◆ What is required ◆
Work out how many lines of the listing below contain the string "palm", with case counting. Give only the number.

◆ Record excerpts ◆
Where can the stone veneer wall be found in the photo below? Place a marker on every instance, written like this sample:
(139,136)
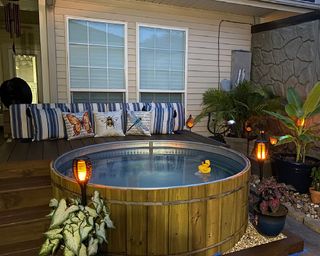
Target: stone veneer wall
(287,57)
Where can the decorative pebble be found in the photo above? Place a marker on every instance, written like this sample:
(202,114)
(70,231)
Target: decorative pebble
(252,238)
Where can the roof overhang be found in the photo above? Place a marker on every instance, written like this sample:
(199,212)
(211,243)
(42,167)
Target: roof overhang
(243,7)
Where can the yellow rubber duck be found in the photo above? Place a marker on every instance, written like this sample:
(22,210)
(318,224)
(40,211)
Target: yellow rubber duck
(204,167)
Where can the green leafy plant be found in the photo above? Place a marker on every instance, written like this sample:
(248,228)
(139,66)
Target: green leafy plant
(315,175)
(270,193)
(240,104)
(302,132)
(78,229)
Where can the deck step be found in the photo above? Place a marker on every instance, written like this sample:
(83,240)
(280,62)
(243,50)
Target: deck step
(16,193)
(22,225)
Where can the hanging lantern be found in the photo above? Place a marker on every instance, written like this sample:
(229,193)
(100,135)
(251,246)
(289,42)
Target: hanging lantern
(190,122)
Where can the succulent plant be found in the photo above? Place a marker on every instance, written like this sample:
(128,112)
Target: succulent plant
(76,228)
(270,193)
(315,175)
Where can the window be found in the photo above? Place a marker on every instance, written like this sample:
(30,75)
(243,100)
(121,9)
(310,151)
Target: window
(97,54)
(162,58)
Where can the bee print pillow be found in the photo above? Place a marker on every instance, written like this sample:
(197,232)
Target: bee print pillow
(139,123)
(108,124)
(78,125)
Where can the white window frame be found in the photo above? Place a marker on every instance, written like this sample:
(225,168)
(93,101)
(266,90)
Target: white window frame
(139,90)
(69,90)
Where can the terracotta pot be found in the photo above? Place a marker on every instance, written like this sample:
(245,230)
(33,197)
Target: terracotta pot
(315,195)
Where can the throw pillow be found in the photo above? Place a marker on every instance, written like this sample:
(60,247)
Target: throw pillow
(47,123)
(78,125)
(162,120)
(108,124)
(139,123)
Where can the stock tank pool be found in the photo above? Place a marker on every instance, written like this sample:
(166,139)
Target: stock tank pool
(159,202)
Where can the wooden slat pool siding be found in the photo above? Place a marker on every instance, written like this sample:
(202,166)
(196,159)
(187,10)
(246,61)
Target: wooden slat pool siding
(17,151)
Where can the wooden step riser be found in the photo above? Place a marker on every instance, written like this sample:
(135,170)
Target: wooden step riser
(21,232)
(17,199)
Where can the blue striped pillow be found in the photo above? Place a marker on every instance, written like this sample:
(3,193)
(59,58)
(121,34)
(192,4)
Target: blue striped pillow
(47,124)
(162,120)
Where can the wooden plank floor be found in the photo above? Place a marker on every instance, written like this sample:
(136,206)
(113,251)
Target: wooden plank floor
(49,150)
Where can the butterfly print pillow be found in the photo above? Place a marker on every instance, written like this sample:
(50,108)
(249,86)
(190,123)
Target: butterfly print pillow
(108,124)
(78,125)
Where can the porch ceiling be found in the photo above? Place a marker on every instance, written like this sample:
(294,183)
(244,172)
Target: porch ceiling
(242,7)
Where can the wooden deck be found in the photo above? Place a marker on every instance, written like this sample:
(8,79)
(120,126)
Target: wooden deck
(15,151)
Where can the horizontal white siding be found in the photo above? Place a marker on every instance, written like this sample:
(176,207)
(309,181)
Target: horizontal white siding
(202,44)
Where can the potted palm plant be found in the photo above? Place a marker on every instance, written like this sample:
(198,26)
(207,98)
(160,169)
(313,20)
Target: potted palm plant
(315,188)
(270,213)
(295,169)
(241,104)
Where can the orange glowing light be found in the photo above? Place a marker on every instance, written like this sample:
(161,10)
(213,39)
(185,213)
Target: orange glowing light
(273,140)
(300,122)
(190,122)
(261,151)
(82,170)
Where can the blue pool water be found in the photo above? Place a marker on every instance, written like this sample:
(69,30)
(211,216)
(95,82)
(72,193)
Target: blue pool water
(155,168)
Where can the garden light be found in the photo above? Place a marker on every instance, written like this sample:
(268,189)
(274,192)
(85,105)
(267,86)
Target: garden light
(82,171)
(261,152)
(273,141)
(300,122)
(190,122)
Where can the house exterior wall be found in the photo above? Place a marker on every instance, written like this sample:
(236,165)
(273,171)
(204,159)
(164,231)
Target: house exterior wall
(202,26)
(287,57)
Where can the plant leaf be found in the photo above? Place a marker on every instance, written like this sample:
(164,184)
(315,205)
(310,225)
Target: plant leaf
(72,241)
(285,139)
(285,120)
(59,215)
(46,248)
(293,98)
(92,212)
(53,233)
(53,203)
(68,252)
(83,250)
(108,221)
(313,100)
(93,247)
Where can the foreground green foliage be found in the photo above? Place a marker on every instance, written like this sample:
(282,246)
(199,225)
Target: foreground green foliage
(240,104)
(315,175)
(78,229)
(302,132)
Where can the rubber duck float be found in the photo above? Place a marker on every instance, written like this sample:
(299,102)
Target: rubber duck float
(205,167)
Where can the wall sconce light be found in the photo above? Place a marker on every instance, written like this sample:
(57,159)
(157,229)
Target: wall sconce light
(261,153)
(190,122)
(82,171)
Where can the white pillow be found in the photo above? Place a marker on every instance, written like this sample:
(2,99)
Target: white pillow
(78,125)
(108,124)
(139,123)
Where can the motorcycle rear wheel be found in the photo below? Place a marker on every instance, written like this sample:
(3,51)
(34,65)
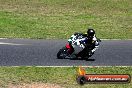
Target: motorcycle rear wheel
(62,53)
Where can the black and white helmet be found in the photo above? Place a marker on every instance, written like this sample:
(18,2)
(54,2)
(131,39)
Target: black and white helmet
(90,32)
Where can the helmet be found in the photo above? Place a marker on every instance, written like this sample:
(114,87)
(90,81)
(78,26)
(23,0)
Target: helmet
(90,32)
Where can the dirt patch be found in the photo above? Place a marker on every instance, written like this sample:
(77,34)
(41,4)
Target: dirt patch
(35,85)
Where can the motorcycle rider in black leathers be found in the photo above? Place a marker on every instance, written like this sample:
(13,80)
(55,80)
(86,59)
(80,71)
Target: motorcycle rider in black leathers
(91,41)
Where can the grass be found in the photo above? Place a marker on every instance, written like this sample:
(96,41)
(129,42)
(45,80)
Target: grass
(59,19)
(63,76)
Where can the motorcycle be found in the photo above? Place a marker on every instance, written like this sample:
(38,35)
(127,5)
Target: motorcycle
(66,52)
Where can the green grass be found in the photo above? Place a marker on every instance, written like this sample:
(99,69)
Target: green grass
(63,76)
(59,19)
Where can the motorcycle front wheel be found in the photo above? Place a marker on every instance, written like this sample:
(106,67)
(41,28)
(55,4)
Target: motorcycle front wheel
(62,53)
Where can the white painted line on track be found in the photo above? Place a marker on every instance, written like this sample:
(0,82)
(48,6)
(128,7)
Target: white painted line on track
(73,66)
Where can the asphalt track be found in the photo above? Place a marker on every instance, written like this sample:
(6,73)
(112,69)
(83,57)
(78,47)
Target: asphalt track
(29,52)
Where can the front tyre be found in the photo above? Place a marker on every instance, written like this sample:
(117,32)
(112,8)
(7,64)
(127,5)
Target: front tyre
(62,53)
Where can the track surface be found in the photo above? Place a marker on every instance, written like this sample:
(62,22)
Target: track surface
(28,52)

...

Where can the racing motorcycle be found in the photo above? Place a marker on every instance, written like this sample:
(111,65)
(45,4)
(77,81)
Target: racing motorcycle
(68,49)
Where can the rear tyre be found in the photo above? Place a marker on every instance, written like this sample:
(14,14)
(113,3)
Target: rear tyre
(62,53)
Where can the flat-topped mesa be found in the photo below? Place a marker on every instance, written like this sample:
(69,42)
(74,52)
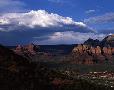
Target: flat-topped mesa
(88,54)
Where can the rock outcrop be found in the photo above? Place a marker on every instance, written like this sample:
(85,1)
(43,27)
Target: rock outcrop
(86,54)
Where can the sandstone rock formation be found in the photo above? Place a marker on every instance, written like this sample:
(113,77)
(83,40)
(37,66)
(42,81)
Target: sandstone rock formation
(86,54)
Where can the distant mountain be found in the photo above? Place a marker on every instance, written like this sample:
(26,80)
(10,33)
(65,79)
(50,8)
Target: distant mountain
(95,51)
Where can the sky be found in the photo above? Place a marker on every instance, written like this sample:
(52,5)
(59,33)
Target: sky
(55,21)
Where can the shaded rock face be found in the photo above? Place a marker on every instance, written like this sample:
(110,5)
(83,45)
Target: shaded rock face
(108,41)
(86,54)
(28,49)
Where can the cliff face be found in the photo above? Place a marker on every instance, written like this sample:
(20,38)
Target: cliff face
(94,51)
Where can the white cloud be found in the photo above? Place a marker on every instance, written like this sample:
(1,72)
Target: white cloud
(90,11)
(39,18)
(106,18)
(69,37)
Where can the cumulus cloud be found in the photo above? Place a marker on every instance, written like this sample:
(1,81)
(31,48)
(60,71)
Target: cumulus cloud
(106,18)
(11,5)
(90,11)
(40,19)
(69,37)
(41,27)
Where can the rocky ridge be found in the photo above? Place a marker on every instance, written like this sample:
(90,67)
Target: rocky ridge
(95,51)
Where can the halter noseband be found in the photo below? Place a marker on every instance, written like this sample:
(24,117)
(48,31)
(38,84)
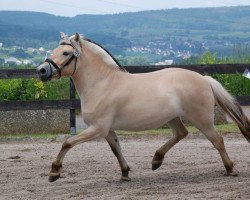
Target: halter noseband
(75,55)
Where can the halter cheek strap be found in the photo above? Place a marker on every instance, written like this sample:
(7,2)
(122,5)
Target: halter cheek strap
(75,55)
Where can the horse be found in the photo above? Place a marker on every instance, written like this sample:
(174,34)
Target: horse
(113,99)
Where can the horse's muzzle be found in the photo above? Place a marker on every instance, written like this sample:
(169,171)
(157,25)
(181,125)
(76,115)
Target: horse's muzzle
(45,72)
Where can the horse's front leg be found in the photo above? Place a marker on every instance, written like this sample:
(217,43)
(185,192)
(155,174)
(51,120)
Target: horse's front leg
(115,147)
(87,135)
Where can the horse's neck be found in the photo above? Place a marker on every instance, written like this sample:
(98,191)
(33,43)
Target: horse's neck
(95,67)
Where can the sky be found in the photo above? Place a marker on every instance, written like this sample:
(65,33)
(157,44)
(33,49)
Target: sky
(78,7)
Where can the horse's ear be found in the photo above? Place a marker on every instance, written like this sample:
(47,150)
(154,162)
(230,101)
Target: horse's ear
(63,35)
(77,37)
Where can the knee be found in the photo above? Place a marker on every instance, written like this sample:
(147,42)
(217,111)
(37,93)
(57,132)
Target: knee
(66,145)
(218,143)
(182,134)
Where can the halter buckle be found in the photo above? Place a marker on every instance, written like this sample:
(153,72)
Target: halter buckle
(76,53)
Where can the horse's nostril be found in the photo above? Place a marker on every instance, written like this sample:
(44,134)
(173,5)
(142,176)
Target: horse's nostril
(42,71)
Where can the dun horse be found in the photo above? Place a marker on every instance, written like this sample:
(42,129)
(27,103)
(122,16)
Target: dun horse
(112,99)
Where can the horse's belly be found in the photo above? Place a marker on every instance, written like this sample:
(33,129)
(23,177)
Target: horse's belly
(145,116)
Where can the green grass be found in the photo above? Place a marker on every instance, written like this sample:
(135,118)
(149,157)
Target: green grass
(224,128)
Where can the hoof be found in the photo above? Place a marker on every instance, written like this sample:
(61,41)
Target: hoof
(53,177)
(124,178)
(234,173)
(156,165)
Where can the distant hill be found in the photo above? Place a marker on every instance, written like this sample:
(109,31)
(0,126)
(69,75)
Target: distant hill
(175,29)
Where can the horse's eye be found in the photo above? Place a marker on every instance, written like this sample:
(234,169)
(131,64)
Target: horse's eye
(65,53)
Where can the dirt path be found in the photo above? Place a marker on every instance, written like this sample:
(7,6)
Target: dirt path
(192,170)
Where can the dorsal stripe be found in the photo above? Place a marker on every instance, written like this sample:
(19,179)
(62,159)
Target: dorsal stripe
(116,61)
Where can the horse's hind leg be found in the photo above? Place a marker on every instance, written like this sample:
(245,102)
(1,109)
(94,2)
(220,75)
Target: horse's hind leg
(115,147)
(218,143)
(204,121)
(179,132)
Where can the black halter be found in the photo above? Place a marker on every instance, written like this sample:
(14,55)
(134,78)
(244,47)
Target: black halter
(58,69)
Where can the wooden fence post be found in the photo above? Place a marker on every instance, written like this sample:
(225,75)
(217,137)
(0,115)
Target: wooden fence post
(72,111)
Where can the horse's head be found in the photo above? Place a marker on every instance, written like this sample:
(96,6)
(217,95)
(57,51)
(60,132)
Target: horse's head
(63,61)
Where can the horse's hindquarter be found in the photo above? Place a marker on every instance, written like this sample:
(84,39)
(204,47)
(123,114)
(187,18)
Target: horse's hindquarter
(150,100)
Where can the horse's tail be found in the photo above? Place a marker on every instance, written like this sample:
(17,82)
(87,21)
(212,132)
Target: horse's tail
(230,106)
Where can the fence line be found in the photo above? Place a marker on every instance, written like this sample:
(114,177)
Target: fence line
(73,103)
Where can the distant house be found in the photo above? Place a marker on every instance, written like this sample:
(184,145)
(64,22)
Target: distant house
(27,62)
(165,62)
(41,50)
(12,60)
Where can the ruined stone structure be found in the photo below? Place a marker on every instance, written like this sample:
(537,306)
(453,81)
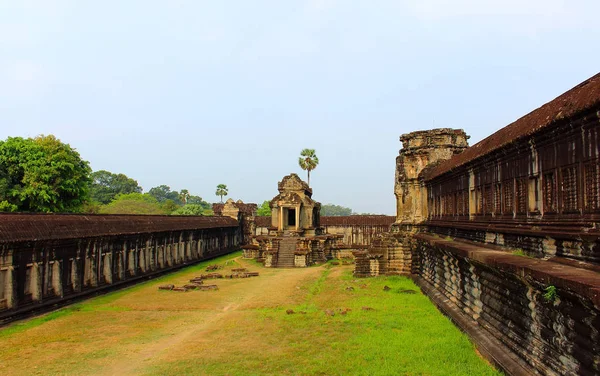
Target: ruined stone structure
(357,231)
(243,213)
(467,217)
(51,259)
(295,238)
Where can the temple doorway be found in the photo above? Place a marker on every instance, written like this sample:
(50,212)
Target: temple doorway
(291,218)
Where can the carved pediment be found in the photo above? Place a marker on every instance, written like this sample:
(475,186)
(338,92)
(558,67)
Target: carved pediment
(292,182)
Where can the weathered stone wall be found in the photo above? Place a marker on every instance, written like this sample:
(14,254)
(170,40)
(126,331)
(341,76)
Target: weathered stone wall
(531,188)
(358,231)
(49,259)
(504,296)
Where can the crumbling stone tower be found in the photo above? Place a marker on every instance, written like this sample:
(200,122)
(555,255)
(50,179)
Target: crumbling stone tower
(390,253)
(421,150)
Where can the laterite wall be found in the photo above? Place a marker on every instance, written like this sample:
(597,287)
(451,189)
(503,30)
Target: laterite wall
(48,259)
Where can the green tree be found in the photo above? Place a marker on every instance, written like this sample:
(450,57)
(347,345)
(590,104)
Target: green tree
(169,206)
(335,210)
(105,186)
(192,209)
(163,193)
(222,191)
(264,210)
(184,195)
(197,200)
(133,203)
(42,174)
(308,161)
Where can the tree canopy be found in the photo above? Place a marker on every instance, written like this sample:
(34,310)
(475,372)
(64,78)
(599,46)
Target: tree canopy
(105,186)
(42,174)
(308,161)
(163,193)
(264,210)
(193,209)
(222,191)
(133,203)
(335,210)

◆ Response ◆
2